▸ **Activity**
Would you repeat exactly the part of the listing below that runs from the line containing "TARGET = surfboard nose" down to the line containing "TARGET = blonde curly hair", inclusive, and nothing else?

▸ **Input material**
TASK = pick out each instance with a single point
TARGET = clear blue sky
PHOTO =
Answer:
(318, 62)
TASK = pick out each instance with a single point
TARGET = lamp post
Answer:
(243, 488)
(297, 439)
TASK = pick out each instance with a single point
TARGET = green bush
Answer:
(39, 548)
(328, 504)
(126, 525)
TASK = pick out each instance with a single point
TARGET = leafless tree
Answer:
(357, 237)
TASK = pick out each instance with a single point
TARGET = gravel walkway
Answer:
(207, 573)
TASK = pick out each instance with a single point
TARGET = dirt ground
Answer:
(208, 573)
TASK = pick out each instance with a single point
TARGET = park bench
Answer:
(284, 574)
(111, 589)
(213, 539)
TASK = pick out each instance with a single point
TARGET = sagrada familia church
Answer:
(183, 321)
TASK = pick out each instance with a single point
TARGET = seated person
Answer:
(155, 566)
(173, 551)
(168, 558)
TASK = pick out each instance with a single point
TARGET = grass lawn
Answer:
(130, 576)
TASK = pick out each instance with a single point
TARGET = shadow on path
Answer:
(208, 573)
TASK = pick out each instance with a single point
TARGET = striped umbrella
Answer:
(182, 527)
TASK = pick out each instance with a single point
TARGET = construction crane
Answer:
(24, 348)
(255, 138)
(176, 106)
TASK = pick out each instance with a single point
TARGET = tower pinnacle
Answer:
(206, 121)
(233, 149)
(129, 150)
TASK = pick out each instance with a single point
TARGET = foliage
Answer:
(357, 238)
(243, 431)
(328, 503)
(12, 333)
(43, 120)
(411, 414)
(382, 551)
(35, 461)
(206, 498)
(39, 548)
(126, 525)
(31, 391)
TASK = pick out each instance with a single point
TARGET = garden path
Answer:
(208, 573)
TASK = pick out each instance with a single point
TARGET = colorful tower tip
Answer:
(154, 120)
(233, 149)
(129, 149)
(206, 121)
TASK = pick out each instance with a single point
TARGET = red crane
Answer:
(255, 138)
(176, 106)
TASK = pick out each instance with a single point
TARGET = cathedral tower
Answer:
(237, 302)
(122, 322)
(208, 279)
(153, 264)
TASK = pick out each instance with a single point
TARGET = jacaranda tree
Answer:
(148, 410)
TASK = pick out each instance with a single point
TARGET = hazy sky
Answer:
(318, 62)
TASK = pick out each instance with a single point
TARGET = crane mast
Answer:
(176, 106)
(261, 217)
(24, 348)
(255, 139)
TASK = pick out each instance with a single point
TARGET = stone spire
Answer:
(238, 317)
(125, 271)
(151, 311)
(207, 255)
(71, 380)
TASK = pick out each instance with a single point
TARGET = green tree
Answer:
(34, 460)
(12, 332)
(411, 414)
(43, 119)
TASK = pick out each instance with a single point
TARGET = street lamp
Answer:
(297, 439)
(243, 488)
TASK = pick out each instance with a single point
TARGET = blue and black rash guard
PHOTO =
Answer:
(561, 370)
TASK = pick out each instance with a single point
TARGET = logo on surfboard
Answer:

==

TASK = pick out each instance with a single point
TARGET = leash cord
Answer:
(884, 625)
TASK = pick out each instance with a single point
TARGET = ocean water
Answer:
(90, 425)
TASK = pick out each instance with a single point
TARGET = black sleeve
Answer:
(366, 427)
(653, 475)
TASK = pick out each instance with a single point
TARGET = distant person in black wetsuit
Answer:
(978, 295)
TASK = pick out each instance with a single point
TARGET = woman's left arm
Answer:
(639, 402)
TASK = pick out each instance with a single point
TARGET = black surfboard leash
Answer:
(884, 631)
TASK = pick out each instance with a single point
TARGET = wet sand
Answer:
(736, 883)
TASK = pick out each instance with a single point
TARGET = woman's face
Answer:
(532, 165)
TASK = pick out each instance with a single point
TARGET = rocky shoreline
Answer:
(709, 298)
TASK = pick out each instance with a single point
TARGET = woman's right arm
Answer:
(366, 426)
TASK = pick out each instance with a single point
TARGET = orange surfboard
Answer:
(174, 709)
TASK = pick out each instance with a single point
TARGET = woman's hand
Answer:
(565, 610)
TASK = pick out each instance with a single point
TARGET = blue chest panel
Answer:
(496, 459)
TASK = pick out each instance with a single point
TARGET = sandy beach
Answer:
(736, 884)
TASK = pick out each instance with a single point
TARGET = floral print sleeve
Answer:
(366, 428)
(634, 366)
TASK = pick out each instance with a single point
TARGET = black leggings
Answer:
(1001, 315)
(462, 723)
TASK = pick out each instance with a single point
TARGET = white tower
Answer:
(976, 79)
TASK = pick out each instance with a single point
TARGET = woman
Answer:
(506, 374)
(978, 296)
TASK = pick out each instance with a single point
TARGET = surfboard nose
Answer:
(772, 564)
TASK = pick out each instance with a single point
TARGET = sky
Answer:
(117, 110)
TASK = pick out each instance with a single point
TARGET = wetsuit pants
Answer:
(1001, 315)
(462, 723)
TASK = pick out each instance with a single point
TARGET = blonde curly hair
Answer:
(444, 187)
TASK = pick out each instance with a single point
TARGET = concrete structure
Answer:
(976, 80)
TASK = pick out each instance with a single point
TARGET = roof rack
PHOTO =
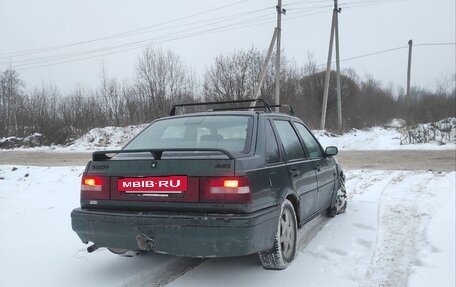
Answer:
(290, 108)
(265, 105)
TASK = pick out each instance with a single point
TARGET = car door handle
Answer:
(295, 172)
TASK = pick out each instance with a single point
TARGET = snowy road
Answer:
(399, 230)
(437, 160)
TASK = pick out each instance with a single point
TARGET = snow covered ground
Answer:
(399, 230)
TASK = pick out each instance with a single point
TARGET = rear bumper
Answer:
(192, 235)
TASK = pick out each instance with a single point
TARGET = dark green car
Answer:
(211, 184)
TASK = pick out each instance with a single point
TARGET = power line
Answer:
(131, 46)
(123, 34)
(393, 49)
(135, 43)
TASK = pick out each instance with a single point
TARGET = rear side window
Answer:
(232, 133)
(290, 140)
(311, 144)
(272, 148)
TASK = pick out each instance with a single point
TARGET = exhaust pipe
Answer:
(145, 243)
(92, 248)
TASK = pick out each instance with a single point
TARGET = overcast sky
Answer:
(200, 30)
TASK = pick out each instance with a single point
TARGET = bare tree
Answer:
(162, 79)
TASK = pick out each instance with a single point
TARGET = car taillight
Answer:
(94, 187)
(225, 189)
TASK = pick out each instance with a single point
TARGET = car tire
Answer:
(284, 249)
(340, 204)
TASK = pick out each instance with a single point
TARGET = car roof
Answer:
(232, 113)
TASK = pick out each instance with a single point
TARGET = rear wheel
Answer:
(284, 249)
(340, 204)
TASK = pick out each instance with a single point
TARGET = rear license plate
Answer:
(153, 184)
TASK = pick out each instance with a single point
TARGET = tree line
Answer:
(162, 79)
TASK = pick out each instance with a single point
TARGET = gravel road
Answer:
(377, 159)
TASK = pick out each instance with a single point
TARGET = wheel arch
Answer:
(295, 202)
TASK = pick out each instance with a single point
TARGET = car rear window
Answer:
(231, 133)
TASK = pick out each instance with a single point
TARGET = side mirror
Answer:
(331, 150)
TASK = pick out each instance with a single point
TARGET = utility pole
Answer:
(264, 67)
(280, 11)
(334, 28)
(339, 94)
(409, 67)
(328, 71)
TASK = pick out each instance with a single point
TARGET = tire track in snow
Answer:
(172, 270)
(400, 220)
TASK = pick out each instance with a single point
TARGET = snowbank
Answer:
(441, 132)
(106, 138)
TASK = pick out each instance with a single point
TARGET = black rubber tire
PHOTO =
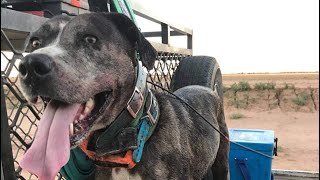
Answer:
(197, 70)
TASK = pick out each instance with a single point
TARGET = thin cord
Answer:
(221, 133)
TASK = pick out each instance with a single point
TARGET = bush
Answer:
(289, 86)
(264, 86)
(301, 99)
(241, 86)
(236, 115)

--

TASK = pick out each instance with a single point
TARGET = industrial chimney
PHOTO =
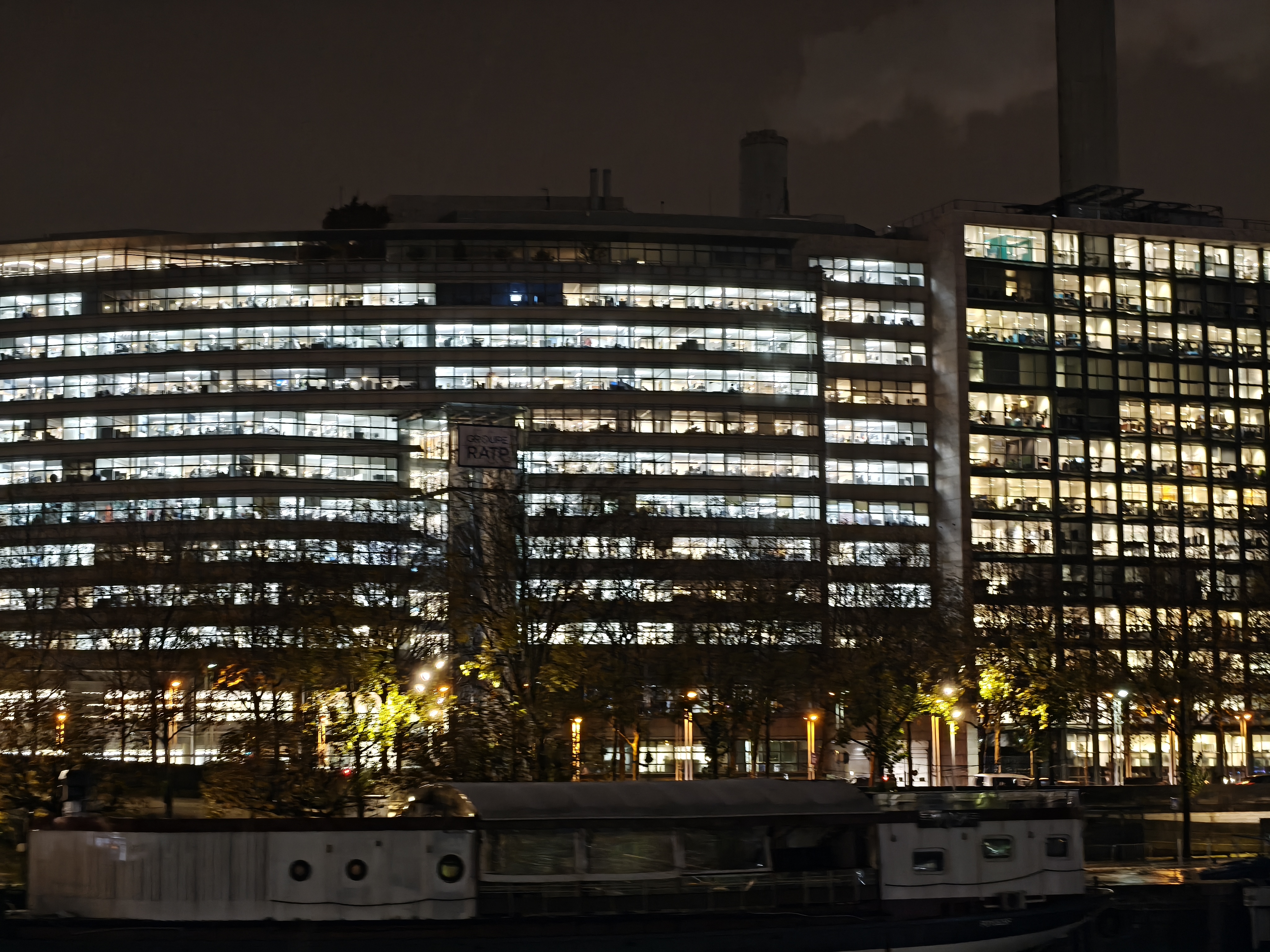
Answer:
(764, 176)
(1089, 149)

▸ **Reply to the task**
TARGET = surfboard nose
Answer:
(772, 564)
TASK = pick out each instance with a single point
TARGET = sky
Answer:
(117, 110)
TASK = pick out each instance with a single point
TARGET = wetsuit pants
Answer:
(1001, 315)
(462, 723)
TASK = pick out each instance with a single point
TARGET = blonde curly hair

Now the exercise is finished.